# [WHAT IS NEEDED]
Please pick out every line in the items below that contains the word "protest", and copy each one.
* BEGIN RECORDED INFORMATION *
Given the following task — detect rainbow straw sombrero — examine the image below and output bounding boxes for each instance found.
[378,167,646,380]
* END RECORDED INFORMATION *
* BEGIN RECORDED INFORMATION *
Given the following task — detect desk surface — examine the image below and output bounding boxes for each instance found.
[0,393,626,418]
* END RECORDED INFORMATION *
* BEGIN RECORDED INFORMATION *
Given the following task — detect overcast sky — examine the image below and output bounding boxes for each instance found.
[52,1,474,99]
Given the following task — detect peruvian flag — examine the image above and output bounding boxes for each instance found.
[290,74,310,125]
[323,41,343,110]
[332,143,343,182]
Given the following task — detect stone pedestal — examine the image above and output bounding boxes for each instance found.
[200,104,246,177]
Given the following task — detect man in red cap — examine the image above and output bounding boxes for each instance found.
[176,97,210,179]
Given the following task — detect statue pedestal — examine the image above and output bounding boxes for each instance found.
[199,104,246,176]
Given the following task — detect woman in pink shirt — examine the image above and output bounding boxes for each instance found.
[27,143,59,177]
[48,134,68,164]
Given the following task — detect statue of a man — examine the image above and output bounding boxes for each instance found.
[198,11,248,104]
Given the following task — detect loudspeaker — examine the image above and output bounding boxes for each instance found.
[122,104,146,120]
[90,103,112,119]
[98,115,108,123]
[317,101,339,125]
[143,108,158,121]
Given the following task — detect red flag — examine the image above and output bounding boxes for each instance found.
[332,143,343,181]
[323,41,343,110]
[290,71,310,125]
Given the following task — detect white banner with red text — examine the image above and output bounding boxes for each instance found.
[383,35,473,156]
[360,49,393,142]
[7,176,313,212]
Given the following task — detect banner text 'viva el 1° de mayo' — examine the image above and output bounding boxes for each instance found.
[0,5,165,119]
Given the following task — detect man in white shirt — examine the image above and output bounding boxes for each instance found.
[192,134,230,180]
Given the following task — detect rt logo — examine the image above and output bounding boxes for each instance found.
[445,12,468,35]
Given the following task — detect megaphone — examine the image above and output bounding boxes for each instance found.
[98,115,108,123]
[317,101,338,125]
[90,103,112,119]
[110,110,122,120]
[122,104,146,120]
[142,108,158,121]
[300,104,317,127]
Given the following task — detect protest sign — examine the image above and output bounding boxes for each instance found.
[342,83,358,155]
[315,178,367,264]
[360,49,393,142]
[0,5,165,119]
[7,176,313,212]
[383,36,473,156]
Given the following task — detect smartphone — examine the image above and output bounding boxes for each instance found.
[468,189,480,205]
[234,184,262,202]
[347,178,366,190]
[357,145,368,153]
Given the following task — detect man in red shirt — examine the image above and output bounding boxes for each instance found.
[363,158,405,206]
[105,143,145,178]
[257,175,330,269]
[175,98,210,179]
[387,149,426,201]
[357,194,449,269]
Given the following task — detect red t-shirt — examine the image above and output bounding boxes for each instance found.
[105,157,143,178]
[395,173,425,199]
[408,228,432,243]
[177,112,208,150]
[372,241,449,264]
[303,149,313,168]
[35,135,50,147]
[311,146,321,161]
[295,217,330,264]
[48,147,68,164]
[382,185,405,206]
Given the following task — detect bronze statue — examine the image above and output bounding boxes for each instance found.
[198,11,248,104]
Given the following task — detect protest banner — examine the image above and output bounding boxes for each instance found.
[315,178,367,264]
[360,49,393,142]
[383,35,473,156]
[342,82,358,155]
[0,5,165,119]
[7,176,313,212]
* END RECORDED INFORMATION *
# [ANSWER BELOW]
Given the following task — detect protest sign — examine the image above and output bounding boxes for each instance found.
Given the following task — detect protest banner — examine the image above and output bounding boxes for each instance found.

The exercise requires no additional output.